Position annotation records
------------------------------

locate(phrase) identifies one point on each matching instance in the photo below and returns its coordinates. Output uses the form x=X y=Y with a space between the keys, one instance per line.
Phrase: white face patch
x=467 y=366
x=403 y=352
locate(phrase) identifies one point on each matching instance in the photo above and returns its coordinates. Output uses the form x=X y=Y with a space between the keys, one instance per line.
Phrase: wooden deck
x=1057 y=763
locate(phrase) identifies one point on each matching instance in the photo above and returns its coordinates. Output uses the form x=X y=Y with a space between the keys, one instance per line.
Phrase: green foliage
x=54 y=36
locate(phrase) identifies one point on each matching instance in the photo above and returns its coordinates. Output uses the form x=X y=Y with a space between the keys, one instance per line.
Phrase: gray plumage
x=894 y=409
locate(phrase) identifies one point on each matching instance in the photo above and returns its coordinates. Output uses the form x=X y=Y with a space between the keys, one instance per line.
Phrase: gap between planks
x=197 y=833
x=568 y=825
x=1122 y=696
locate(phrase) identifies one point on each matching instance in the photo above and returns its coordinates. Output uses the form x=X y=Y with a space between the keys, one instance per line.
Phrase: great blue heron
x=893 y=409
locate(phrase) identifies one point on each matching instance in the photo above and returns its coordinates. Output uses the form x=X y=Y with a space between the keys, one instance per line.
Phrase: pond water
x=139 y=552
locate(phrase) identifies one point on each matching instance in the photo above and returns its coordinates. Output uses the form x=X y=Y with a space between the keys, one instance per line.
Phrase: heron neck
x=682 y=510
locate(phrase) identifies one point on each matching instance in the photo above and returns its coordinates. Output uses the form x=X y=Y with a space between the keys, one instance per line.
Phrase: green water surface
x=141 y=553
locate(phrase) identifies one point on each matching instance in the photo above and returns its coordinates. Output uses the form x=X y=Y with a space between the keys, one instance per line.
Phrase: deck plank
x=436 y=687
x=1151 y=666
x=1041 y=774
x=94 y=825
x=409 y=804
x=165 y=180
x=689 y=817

------------------------------

▶ **WORK INSTRUCTIONS**:
Lay out each line of the items above as a Markdown table with two columns, Row and Line. Number the rows in order and leave out blank lines.

▶ **WRITTEN SOLUTION**:
| Row | Line |
|---|---|
| 1 | locate(phrase) identifies one point on each matching instance in the photo below and returns its coordinates. Output uses the form x=X y=Y with a space between the keys, one instance per line. |
| 2 | Phrase: white face patch |
| 3 | x=467 y=366 |
| 4 | x=403 y=352 |
| 5 | locate(phrase) identifies one point on each matching instance in the photo above and returns its coordinates. Output uses the form x=X y=Y with a space between the keys, one instance per line. |
| 6 | Phrase: wooden deck |
| 7 | x=1057 y=763 |
| 8 | locate(phrase) identifies one point on each matching instance in the photo above and returns its coordinates. Output uses the form x=X y=Y with a space between the keys, one instance per line. |
| 9 | Phrase: green foliage |
| 10 | x=54 y=36 |
| 11 | locate(phrase) identifies one point on each matching instance in the photo above and returns its coordinates. Output uses the form x=X y=Y with a space between the keys, one instance per line. |
| 12 | Phrase: gray plumage |
| 13 | x=894 y=409 |
| 14 | locate(phrase) identifies one point on each matching instance in the photo above and returns its coordinates. Output uses the form x=X y=Y with a space between the keys, one instance per line. |
| 15 | Phrase: gap between planks |
| 16 | x=197 y=833 |
| 17 | x=568 y=825 |
| 18 | x=1122 y=696 |
| 19 | locate(phrase) identifies one point on each matching instance in the photo above and returns its coordinates. Output uses the form x=X y=Y with a space between the keys, one instance per line. |
| 20 | Phrase: great blue heron |
| 21 | x=893 y=409 |
| 22 | locate(phrase) identifies one point on each matching instance in the photo above and returns its coordinates. Output uses the form x=X y=Y with a space between the keys, one instance per line. |
| 23 | Phrase: pond water |
| 24 | x=139 y=552 |
| 25 | locate(phrase) identifies one point on each matching instance in the photo above and returns its coordinates. Output uses the form x=X y=Y with a space between the keys, one instance per line. |
| 26 | Phrase: heron neck |
| 27 | x=682 y=510 |
| 28 | locate(phrase) identifies one point on each matching instance in the photo above and returns its coordinates. Output uses the form x=X y=Y with a space between the keys, one instance per line. |
| 29 | Phrase: green water surface |
| 30 | x=141 y=553 |
| 31 | locate(phrase) identifies one point on each matching instance in the photo above and returns its coordinates. Output uses the form x=X y=Y with a space between the keys, one instance per line. |
| 32 | Phrase: deck plank |
| 33 | x=436 y=687 |
| 34 | x=1151 y=666 |
| 35 | x=1041 y=774 |
| 36 | x=94 y=825 |
| 37 | x=409 y=804 |
| 38 | x=165 y=180 |
| 39 | x=689 y=817 |